- [What is being asked]: Continue the biography of Hansell Baugh from the point where it stops.

- [Text section]:
- Born: Robert Hansell Baugh December 16, 1903 Pulaski, Tennessee, U.S.
- Died: January 8, 1995 (aged 91) Maitland, Florida, U.S.
- Education: Emory University (BA)
- Occupations: Writer and Librarian

= Hansell Baugh =

American writer (1903–1995)

Robert Hansell Baugh (December 16, 1903 – January 8, 1995) was an American writer and librarian.

==Biography==
Robert Hansell Baugh was the son of Atha Thomas Baugh (1855–1934) and Margaret "Maggie" May McCord Baugh of Pulaski, Tennessee. The family moved to Atlanta, Georgia when Baugh was young, and he graduated as valedictorian and senior class president from the University School for Boys in 1921. He would then enroll at Emory University. He worked from 1925 to 1930 for the United States Rubber Company as assistant editor in the publicity and publication department. As part of this job, he traveled to Sumatra and Malay making an educational film about the growing of rubber on rubber plantations.

Other jobs included secretary at Lawson General Hospital, an Army hospital in Atlanta, Georgia, and librarian for the College of Physicians in Philadelphia, Pennsylvania and the Institute of General Semantics in Connecticut. He was also a book reviewer and freelance writer. A close friend of author Frances Newman, Baugh edited her letters after Newman's death.

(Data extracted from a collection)
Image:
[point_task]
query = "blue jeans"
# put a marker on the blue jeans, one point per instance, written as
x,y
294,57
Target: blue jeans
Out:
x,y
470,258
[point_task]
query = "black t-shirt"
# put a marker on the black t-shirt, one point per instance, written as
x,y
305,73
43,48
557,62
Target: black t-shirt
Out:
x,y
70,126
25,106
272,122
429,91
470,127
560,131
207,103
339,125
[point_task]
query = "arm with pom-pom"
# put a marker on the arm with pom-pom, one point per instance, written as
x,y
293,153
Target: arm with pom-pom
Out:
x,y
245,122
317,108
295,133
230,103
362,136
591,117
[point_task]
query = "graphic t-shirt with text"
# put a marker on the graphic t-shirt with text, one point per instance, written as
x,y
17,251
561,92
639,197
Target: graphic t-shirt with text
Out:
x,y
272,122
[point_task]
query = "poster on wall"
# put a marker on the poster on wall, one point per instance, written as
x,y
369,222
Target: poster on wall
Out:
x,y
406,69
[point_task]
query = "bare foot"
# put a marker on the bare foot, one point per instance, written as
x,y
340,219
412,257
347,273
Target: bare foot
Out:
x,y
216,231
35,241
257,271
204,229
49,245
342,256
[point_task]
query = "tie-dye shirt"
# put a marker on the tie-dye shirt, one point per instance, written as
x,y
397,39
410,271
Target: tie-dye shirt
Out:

- [Response]:
Baugh died on January 8, 1995, in Maitland, Florida.

==Selected bibliography==
- Baugh, H. (1921, December). Urbana, Ill. The Reviewer, 2(3), 122–7.
- Baugh, H. (1922, March). Dr. Jekyll and Mrs. Hyde. The Reviewer, 2(6), 328–33.
- Baugh, H. (1922, September 3). Yesteryear's Books: A review of The Return of the Soldier by Rebecca West. New York Tribune, 8.
- Baugh, H. (1923, June 10). Review of A Man from Maine by Edward W. Bok. Atlanta Journal, 28.
- Baugh, H. (1926, April). Nietzsche and His Music. Musical Quarterly, 12(2), 238-47.
- Baugh, H. (1926, October). Music and the Mediterranean. Musical Quarterly, 12(4), 623-30.
- Baugh, H. (1928). Emerson and the Elder Henry James. Bookman: A Review of Books and Life. 68, 320-2.
- Baugh, H., ed. (1929) Frances Newman's Letters. New York: Horace Liveright.
- Baugh, H. (1931, April 15). The End of the Crusades: A review of The Flame of Islam by Harold Lamb. New Republic, 66(854), 244-5.
- Baugh, H. (1931, June 17). Mr. and Mrs. Carlyle: A review of The Two Carlyles by Osbert Burdett, New Republic, 67(863), 132.
- Baugh, H. (1931, September 23). Religion of a Critic: A review of The Life and Letters of Sir Edmund Gosse by Evan Chateris. New Republic, 68(877), 159.
- Baugh, H. (1931, October–December). An Experiment in Southern Letters: A review of Innocence Abroad by Emily Clark. Sewanee Review, 39(4), 492-4.
- Baugh, H. (1931, October–December). The Old Pretender: A review of Henry James: Letters to A. C. Benson and Auguste Monod edited by E. F. Benson. Sewanee Review, 39(4), 504-7.
- Baugh, H. (1931, October–December). Mutations of the Novel: A review of Five Masters: A Study in the Mutations of the Novel by Joseph Wood Krutch. Sewanee Review, 39(4), 507-10.
- Baugh, H. (1931, December 9). Uneasy Paradise: A review of Malaise by Henry Fauconnier. New Republic, 69(888), 108-9.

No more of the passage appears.